According to the article on the Aston Magna Festival, which season is the festival celebrating?

[Supplied passage]
◇ ◇ ◇ ◇
The Aston Magna Festival: As the Masters Intended
By Robert Burke Warren
Time travel is possible after all. But instead of spaceships or portals, the musicians of the Aston Magna music festival, at Bard for three Fridays in June and two in July, use period instruments to perform Baroque and Classical works as they were played in the days before massive symphonies and concert halls; alongside violins, clarinets, and trumpets, Aston Magna incorporates the theorbo, the chalumeau, the harpsichord, and the viola da gamba, the sounds of which will transport you from the 200-seat Olin Hall to another era.
“There’s a sense of discovery,” says violinist Daniel Stepner, longtime artistic director of Aston Magna, which is celebrating its 41st season. “There’s something revolutionary about getting back to original scale, because our lives are so supersized, and we’re used to such huge volumes and stimulation.” Aston Magna not only renders this music in its original form; according to Stepner, “Our mission is also to deepen the appreciation of the cultural milieu, and the political history surrounding its creation.”
◇ ◇ ◇ ◇
[Information shown]

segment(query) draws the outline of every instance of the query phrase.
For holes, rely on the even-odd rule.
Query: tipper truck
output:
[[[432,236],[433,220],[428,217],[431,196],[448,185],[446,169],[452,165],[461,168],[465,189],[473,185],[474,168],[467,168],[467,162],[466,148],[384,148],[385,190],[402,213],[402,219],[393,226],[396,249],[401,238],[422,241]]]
◇ ◇ ◇ ◇
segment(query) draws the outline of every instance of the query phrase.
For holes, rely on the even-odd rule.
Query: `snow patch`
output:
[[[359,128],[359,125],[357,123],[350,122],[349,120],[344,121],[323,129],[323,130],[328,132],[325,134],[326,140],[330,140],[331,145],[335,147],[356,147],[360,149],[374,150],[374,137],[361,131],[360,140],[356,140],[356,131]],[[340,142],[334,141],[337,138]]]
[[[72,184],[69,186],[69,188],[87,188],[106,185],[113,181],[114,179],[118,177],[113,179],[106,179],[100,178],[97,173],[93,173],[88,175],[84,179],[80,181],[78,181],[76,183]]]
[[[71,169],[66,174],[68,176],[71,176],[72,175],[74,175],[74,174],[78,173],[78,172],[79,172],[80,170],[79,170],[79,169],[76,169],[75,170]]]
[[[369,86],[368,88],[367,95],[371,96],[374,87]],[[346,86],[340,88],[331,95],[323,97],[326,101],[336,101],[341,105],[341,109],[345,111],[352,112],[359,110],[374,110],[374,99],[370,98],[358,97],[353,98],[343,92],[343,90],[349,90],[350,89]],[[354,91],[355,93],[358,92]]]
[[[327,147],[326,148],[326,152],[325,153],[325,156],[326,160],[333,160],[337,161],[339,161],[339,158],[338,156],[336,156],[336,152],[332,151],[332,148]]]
◇ ◇ ◇ ◇
[Expected answer] Its 41st season.